** Start Selected text **
For all the forceful rhetoric surrounding ESG efforts, the back-and-forth has not offered much clear thinking about what ESG is, how it works, or what constitutes an ESG regulation or law. And while federal officials vigorously debate the topic, as they did during a series of hearings in the House of Representatives this past summer, most ESG legislative proposals and activities are taking place at the state level. This is where clarity has been most lacking.

Defining corporate ESG policy, outlining its popularity, exploring related state-level public policies, describing their effects, and explaining how state governments — and legislatures, in particular — can navigate the minefields it presents would bring insight to these discussions. A more comprehensive understanding of ESG will enable state policymakers to both avoid its pitfalls and maximize its potential upsides. They can do the former by reinforcing the fiduciary guardrails around public funds and avoiding proposals that grant officials broad powers to second-guess business decisions. And they can do the latter by investigating ways that the ESG movement, at its best, can replace government coercion in confronting complex social problems.


ESG's antecedents date from the beginning of Western civilization. The wealthiest men in ancient Athens supported triremes for the navy as well as dramatic productions to entertain and enlighten the polis. Medieval barons not only performed obligatory military service for their liege lords but, in order to keep their bonded labor forces alive and relatively happy, also handed out grain in lean times, provided for the sick, and supported wedding celebrations. Industrialist Andrew Carnegie helped define much of modern philanthropy when he preached a "gospel of wealth" and gave away almost his entire fortune to support schools, research institutes, and libraries. Inspired in part by Carnegie and other industrial-age titans like Henry Ford, management thinkers from the 1920s onward preached a concept of "corporate social responsibility" or "corporate citizenship" that asked large enterprises to think of themselves as responsible individuals. They should therefore do many of the things that are expected of good citizens, including improving their communities, donating to charities, and advocating public policies that serve the common good.

 "Environmental, Social, and Governance" is thus the latest evolution of long-established trends. The term comes from a 2005 United Nations report, which describes ESG as attending "to broadly accepted extra-financial conjunction interests." Hardly anyone disagrees with this basic idea. Even in his famous New York Times essay, "The Social Responsibility of Business Is to Increase Its Profits," no less a free-market authority than Milton Friedman wrote that companies must not only obey the law, but also conform to "the basic rules of the society, both those embodied in law and those embodied in ethical custom." To some extent, responding to these preferences of "ethical custom" is a natural, value-creating endeavor for most every business enterprise.

But ESG goes further than movements of the past. It's not just another name for "philanthropy" or even a rebranding of "corporate citizenship." Instead, modern ESG thinkers, managers, and consultants tend to emphasize a broad array of obligations that look at every aspect of a business's role in the world. These can, of course, have tremendous relevance to the bottom line of any enterprise. The consulting firm McKinsey describes ESG activity as a business tool intended "to manage, and address, massive...externalities." It adds that a company's failure to take ESG into account might mean "their forecasts — and indeed, their core strategies — may not be achievable at all." In short, ESG supporters propose making initiatives previously considered "nice and good," or even "obligatory as a matter of custom," into business responsibilities that firms should fulfill if they hope to thrive in the long term.
** End Selected text **
Set problem:
Quote the ESG passage verbatim from "For all the" to "been most lacking.".
** Start Information given **
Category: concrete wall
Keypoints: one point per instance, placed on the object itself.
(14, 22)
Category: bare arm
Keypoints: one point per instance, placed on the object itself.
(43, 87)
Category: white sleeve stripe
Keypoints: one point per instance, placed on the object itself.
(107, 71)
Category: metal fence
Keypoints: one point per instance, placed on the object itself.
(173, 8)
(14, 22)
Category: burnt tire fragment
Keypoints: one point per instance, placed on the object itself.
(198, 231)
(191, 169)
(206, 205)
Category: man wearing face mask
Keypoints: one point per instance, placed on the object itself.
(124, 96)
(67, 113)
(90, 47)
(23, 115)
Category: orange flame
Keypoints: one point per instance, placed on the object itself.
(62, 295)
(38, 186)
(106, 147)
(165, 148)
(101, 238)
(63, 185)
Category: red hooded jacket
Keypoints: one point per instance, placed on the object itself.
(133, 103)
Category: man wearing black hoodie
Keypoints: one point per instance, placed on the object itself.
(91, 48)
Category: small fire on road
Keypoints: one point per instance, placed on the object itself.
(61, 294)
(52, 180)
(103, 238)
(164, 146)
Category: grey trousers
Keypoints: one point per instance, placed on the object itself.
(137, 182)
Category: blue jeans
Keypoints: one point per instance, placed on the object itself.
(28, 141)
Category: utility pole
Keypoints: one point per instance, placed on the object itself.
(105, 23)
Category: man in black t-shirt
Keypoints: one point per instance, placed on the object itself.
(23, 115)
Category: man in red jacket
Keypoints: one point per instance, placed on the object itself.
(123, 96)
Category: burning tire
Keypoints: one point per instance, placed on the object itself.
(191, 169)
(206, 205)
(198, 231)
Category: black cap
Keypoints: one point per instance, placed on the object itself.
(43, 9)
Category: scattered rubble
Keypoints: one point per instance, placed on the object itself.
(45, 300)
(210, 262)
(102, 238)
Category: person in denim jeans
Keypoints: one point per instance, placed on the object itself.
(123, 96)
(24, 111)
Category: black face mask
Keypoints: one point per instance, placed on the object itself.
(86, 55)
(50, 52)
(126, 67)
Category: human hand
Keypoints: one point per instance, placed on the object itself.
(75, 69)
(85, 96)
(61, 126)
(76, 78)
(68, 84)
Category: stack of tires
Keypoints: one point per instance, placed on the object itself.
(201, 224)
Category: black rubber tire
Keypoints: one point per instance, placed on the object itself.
** End Information given **
Written reply:
For all the forceful rhetoric surrounding ESG efforts, the back-and-forth has not offered much clear thinking about what ESG is, how it works, or what constitutes an ESG regulation or law. And while federal officials vigorously debate the topic, as they did during a series of hearings in the House of Representatives this past summer, most ESG legislative proposals and activities are taking place at the state level. This is where clarity has been most lacking.